### DATA TO USE:
========================================================================

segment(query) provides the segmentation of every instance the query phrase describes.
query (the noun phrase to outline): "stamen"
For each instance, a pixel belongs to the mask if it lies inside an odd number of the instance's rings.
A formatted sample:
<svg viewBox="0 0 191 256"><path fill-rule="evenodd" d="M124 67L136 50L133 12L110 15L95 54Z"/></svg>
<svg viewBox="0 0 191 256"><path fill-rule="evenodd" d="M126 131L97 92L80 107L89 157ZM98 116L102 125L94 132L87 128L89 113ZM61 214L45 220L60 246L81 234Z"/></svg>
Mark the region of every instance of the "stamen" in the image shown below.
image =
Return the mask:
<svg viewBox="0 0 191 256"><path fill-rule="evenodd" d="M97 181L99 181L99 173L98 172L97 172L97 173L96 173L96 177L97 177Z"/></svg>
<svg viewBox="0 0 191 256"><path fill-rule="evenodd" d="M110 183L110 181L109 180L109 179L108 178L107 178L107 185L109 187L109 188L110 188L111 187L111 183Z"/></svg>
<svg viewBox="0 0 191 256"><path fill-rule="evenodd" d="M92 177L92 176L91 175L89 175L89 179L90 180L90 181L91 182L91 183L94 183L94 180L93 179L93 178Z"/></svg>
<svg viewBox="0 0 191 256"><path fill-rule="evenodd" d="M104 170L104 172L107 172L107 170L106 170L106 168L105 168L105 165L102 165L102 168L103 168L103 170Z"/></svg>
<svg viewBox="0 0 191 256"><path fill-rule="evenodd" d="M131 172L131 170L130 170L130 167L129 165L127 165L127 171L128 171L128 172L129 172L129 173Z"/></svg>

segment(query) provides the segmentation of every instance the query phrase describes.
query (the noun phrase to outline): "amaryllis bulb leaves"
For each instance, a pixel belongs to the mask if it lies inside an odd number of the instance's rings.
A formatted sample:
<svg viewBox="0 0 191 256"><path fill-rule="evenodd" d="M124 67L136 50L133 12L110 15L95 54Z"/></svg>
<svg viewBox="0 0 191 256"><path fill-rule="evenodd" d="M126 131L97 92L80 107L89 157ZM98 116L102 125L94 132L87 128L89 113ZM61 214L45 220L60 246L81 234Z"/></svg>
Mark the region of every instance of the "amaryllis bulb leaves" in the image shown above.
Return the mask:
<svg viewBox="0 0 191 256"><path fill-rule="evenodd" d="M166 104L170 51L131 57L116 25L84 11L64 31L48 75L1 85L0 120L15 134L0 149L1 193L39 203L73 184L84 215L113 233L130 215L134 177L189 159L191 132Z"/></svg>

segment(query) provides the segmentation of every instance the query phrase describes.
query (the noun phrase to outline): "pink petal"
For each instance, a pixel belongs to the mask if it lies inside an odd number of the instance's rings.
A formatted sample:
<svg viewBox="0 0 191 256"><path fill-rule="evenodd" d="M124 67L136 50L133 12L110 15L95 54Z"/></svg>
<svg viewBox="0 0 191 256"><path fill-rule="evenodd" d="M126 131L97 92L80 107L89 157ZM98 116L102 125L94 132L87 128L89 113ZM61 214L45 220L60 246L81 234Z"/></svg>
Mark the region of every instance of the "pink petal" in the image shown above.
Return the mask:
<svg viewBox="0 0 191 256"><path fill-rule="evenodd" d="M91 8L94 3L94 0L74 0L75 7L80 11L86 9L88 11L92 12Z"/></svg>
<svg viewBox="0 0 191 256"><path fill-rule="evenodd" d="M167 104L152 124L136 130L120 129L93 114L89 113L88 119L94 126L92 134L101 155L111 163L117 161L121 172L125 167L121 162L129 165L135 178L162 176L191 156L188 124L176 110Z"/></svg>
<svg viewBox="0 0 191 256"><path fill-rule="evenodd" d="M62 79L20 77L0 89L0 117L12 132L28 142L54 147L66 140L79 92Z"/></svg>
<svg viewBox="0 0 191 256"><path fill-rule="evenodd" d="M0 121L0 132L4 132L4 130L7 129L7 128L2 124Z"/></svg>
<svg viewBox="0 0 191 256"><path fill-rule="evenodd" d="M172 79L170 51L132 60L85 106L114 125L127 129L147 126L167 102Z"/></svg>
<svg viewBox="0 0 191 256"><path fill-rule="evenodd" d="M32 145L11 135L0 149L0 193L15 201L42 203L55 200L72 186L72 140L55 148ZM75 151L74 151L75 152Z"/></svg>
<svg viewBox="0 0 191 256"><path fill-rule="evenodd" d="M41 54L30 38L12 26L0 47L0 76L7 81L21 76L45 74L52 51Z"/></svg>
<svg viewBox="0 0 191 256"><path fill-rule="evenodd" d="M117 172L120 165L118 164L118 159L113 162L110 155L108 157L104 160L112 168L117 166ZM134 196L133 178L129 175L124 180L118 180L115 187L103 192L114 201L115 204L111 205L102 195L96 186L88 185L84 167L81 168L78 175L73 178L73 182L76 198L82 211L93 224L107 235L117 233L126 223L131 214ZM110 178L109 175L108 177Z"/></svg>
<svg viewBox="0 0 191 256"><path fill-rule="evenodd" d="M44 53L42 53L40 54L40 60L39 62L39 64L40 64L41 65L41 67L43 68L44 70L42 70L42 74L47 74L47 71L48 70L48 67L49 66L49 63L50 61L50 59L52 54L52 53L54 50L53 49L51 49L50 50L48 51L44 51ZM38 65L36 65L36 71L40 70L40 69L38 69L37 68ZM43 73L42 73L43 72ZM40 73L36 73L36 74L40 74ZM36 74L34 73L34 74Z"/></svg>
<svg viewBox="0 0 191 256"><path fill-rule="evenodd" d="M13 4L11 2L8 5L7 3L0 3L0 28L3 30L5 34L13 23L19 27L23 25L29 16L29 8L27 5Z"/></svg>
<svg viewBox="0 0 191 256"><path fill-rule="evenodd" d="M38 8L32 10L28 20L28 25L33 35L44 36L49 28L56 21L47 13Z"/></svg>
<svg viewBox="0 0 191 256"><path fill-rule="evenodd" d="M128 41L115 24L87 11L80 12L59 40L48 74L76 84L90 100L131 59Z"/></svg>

========================================================================

### REQUIREMENT:
Render the data above as a Markdown table with the columns Row and Line: one row per line, numbered in order, skipping blank lines.

### SOLUTION TO THE EXERCISE:
| Row | Line |
|---|---|
| 1 | segment(query) provides the segmentation of every instance the query phrase describes. |
| 2 | query (the noun phrase to outline): "stamen" |
| 3 | For each instance, a pixel belongs to the mask if it lies inside an odd number of the instance's rings. |
| 4 | A formatted sample: |
| 5 | <svg viewBox="0 0 191 256"><path fill-rule="evenodd" d="M124 67L136 50L133 12L110 15L95 54Z"/></svg> |
| 6 | <svg viewBox="0 0 191 256"><path fill-rule="evenodd" d="M126 131L97 92L80 107L89 157ZM98 116L102 125L94 132L87 128L89 113ZM61 214L45 220L60 246L81 234Z"/></svg> |
| 7 | Mark the region of every instance of the "stamen" in the image shown below. |
| 8 | image = |
| 9 | Return the mask: |
| 10 | <svg viewBox="0 0 191 256"><path fill-rule="evenodd" d="M97 181L99 181L99 173L98 172L97 172L97 173L96 173L96 177L97 177Z"/></svg> |
| 11 | <svg viewBox="0 0 191 256"><path fill-rule="evenodd" d="M110 183L110 181L109 180L109 179L108 178L107 178L107 185L109 187L109 188L110 188L111 187L111 183Z"/></svg> |
| 12 | <svg viewBox="0 0 191 256"><path fill-rule="evenodd" d="M92 177L92 176L91 175L89 175L89 179L90 180L90 181L91 182L91 183L94 183L94 180L93 179L93 178Z"/></svg> |
| 13 | <svg viewBox="0 0 191 256"><path fill-rule="evenodd" d="M104 170L104 172L107 172L107 170L106 170L106 168L105 168L105 165L102 165L102 168L103 168L103 170Z"/></svg> |
| 14 | <svg viewBox="0 0 191 256"><path fill-rule="evenodd" d="M131 172L131 170L130 170L130 167L129 165L127 165L127 171L128 171L128 172L129 172L129 173Z"/></svg> |
| 15 | segment(query) provides the segmentation of every instance the query phrase describes. |
| 16 | query (the noun phrase to outline): "amaryllis bulb leaves" |
| 17 | For each instance, a pixel belongs to the mask if it lies inside an odd number of the instance's rings. |
| 18 | A formatted sample: |
| 19 | <svg viewBox="0 0 191 256"><path fill-rule="evenodd" d="M124 67L136 50L133 12L110 15L95 54Z"/></svg> |
| 20 | <svg viewBox="0 0 191 256"><path fill-rule="evenodd" d="M126 131L97 92L80 107L89 157ZM98 116L102 125L94 132L87 128L89 113ZM61 214L45 220L60 246L81 234Z"/></svg> |
| 21 | Mark the region of every instance of the "amaryllis bulb leaves" in the image shown above. |
| 22 | Return the mask: |
| 23 | <svg viewBox="0 0 191 256"><path fill-rule="evenodd" d="M166 104L170 51L131 57L116 25L84 11L64 31L48 75L1 85L0 120L15 134L0 149L1 193L39 203L73 184L84 215L113 233L130 215L134 177L189 159L191 132Z"/></svg> |
| 24 | segment(query) provides the segmentation of every instance the query phrase describes. |
| 25 | query (the noun phrase to outline): "pink petal" |
| 26 | For each instance, a pixel belongs to the mask if it lies inside an odd number of the instance's rings. |
| 27 | A formatted sample: |
| 28 | <svg viewBox="0 0 191 256"><path fill-rule="evenodd" d="M124 67L136 50L133 12L110 15L95 54Z"/></svg> |
| 29 | <svg viewBox="0 0 191 256"><path fill-rule="evenodd" d="M126 131L97 92L80 107L89 157ZM98 116L102 125L94 132L87 128L89 113ZM61 214L45 220L60 246L81 234Z"/></svg> |
| 30 | Mark the region of every instance of the "pink petal" in the image shown above. |
| 31 | Return the mask: |
| 32 | <svg viewBox="0 0 191 256"><path fill-rule="evenodd" d="M91 8L94 3L94 0L74 0L75 7L80 11L86 9L88 11L92 12Z"/></svg> |
| 33 | <svg viewBox="0 0 191 256"><path fill-rule="evenodd" d="M167 104L152 124L136 130L120 129L93 114L89 113L88 119L94 126L92 134L101 155L111 163L117 161L121 172L125 167L121 162L129 165L135 178L162 176L191 156L188 124L176 110Z"/></svg> |
| 34 | <svg viewBox="0 0 191 256"><path fill-rule="evenodd" d="M62 79L20 77L0 89L0 117L12 132L28 142L54 147L66 140L79 92Z"/></svg> |
| 35 | <svg viewBox="0 0 191 256"><path fill-rule="evenodd" d="M0 121L0 132L4 132L4 130L7 129L7 128L2 124Z"/></svg> |
| 36 | <svg viewBox="0 0 191 256"><path fill-rule="evenodd" d="M172 79L170 51L132 60L85 106L114 125L127 129L147 126L167 102Z"/></svg> |
| 37 | <svg viewBox="0 0 191 256"><path fill-rule="evenodd" d="M32 145L11 135L0 149L0 193L15 201L42 203L55 200L72 186L72 140L55 148ZM75 151L74 151L75 152Z"/></svg> |
| 38 | <svg viewBox="0 0 191 256"><path fill-rule="evenodd" d="M41 54L30 38L12 26L0 47L0 76L7 81L21 76L45 74L52 51Z"/></svg> |
| 39 | <svg viewBox="0 0 191 256"><path fill-rule="evenodd" d="M117 172L120 165L118 164L118 159L113 162L110 155L108 157L104 160L112 168L117 166ZM134 196L133 178L129 175L124 180L118 180L115 187L103 192L114 201L115 204L111 205L102 195L96 186L88 185L84 167L81 168L78 175L73 178L73 182L76 198L82 211L93 224L107 235L117 233L126 223L131 214ZM110 178L109 175L108 177Z"/></svg> |
| 40 | <svg viewBox="0 0 191 256"><path fill-rule="evenodd" d="M44 53L42 53L40 54L40 60L39 62L39 64L40 64L41 65L41 67L43 68L44 70L42 70L42 74L47 74L47 71L48 70L48 67L49 66L49 63L50 61L50 59L52 54L52 53L54 50L53 49L51 49L50 50L48 51L44 51ZM38 65L36 65L36 71L40 70L40 69L38 69L37 68ZM43 73L42 73L43 72ZM40 73L36 73L36 74L40 74ZM36 74L34 73L34 74Z"/></svg> |
| 41 | <svg viewBox="0 0 191 256"><path fill-rule="evenodd" d="M13 4L11 2L8 5L7 3L0 3L0 28L3 30L5 34L13 23L19 27L23 25L29 16L29 8L27 5Z"/></svg> |
| 42 | <svg viewBox="0 0 191 256"><path fill-rule="evenodd" d="M38 8L32 10L28 20L28 25L33 35L44 36L49 28L56 21L47 13Z"/></svg> |
| 43 | <svg viewBox="0 0 191 256"><path fill-rule="evenodd" d="M128 41L115 24L87 11L80 12L59 40L48 74L76 84L90 100L131 59Z"/></svg> |